=== READING TEXT ===

Context: Determination of the occupational risk of hepatitis B and C to public safety workers is important in identifying prevention opportunities and has significant legal and policy implications.
Objectives: Characterize the risk of occupationally acquired infection: (1) risk of exposure to blood and body fluids, (2) seroprevalence of hepatitis B and C in the source population, and (3) risk of infection after exposure.
Data sources: Electronic search of MEDLINE (1991-1999), HealthStar (1982-1999), and CINAHL (1975-1999) supplemented by selected reference citations and correspondence with authors of relevant articles.
Study selection: Peer-reviewed journal articles (N=702) that addressed the transmission of hepatitis B and C in law enforcement, correctional, fire, emergency medical services, and healthcare personnel were identified. One hundred five (15.0%) articles were selected for full-text retrieval; 72 (68.6%) were selected for inclusion.
Data abstraction: Articles selected for inclusion were abstracted by two reviewers and checked by a third reviewer, using a standard reporting form.

=== INFORMATION GIVEN ===

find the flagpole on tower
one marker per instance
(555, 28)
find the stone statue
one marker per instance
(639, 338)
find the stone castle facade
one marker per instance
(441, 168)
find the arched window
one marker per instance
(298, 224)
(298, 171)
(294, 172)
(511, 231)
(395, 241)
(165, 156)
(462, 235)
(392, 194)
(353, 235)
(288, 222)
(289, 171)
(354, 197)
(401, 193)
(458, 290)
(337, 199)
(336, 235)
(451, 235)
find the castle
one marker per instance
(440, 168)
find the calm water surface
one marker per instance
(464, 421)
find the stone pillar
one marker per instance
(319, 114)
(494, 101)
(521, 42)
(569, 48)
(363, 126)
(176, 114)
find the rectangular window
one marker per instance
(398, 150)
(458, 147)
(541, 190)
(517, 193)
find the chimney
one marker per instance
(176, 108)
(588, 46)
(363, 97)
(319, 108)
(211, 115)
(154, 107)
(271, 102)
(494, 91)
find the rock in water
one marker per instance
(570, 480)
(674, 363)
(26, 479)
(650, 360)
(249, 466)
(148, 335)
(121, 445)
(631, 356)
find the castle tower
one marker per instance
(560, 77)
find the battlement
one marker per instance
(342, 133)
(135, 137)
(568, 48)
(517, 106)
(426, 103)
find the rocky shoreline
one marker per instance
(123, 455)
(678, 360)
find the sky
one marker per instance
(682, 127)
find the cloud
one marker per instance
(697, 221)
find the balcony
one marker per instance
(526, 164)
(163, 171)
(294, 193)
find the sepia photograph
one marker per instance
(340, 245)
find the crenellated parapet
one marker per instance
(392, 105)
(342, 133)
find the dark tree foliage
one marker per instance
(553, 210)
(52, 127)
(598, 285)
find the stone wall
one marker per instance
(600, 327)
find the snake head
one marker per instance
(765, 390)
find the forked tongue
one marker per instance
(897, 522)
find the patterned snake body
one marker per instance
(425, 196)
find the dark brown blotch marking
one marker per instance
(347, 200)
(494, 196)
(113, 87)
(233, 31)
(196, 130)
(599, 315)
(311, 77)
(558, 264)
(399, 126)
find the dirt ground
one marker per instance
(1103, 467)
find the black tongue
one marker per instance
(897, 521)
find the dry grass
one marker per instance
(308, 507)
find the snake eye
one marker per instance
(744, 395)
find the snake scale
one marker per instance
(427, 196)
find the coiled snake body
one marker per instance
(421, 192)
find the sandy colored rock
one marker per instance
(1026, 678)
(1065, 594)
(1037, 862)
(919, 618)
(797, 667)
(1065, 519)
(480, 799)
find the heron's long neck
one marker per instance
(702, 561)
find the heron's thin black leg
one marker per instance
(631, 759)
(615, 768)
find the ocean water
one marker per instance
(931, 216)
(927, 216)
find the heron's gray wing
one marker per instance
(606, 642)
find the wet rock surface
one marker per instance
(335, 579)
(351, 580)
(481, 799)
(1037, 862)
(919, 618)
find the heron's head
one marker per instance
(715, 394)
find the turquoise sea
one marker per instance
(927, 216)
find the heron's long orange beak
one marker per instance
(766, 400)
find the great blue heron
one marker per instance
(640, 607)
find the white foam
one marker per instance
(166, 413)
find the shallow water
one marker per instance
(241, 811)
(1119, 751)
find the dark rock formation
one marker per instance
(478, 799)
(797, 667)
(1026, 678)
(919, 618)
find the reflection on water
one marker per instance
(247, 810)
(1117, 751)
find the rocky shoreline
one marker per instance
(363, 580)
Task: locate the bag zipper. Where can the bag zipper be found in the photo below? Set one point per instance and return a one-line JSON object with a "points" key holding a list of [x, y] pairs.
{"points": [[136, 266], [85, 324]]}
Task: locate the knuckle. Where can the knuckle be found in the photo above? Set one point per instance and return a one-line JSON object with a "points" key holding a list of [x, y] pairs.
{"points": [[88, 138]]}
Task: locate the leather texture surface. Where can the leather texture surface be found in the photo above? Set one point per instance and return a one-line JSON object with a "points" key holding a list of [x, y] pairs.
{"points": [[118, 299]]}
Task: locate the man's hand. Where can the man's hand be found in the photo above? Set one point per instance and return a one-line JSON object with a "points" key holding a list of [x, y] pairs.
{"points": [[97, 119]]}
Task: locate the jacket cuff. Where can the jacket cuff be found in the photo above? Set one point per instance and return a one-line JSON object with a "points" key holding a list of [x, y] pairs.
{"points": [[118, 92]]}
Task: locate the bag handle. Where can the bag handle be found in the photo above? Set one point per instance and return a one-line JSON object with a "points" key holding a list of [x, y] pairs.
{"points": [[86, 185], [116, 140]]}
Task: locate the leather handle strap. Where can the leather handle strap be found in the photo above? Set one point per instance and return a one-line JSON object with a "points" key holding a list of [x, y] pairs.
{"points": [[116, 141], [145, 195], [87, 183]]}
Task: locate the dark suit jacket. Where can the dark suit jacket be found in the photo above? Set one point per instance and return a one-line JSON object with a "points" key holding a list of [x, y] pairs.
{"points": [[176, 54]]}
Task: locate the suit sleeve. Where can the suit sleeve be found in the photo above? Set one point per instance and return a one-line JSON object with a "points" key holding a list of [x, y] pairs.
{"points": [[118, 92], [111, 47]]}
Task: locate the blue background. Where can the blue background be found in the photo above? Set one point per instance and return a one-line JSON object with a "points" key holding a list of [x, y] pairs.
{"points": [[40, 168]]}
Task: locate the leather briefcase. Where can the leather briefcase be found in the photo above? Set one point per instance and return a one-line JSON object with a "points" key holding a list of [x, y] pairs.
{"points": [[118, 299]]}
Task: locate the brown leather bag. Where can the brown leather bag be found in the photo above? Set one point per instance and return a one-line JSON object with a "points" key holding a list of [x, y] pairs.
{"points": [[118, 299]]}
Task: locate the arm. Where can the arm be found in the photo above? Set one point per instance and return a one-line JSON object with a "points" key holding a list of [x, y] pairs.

===

## PROBLEM 1
From the abstract on occupational hepatitis risk, list each group of personnel whose hepatitis B and C transmission the selected articles addressed.
## PROBLEM 2
Continue the abstract on occupational hepatitis risk from its last sentence.

## RESULT 1
- Law enforcement
- Correctional
- Fire
- Emergency medical services
- Healthcare

## RESULT 2
Data synthesis: Evidence tables were constructed, using the standardized abstracts. The tables were designed to summarize data for the key elements of the risk analysis.
Conclusions: Data suggest that emergency medical service (EMS) providers are at increased risk of contracting hepatitis B, but data have failed to show an increased prevalence of hepatitis C. EMS providers have exposure risks similar to those of hospital-based healthcare workers. Other public safety workers appear to have lower rates of exposure. Urban areas have much higher prevalence of disease, and public safety workers in those areas are likely to experience a higher incidence of exposure events.